### PAGE EXCERPT
By virtue of these arrangements, the reading of the image with a reduced number of colors is still possible, but the energy for transferring some of the colors which forms the image is reduced. Thus only the colour density of the transferred image is modified.

According to its first aspect, the method according to the invention consists of transmitting signals towards the outside and awaiting from the outside either a signal representing decision criteria for a change in operating mode or a signal representing the change in operating mode.

By virtue of these arrangements, the method uses data and/or reference values coming from outside the image transfer system.

According to its second aspect, the method according to the invention consists of displaying the operating mode selected on a display, to invite the user to switch the operation to the second operating mode.

The advantage of this second aspect of the invention is that it is the user who chooses the operating mode to avoid, for example, two successive pages being of different quality in the same document.

According to its third aspect, the method according to the invention consists, when a predetermined level of energy has been passed, of automatically controlling the change in operating mode.

The advantage of this third aspect of the invention is that, even in the absence of the user, the halting of the operation is postponed, compared to the known devices. In the particular case of the incorporation of the device according to the invention into a printer, it is the halting of printing which is automatically postponed, in terms of the number of pages printed.

According to particular characteristics, the said image transfer system including a printing head itself includes a plurality of ink distribution channels, the said first operating mode uses all the said ink distribution channels, while the said second operating mode uses some of the said distribution channels.

### GOALS
1. In the printing-method excerpt, which ink distribution channels does the first operating mode use?
2. Retype the printing-method excerpt word for word, starting at "According to its first" and ending at "representing the change in operating mode.".

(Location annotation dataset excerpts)

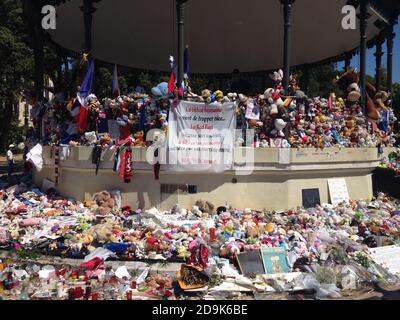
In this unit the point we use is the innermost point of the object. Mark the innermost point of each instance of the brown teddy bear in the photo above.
(103, 232)
(105, 203)
(205, 206)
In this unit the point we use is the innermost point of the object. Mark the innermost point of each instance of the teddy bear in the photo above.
(139, 139)
(231, 249)
(205, 206)
(206, 96)
(103, 232)
(106, 140)
(280, 124)
(274, 100)
(105, 203)
(277, 77)
(328, 138)
(348, 83)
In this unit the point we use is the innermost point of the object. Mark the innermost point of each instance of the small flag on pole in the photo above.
(84, 92)
(115, 85)
(186, 68)
(171, 83)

### EXPECTED RESPONSES
1. All of the ink distribution channels.

2.
According to its first aspect, the method according to the invention consists of transmitting signals towards the outside and awaiting from the outside either a signal representing decision criteria for a change in operating mode or a signal representing the change in operating mode.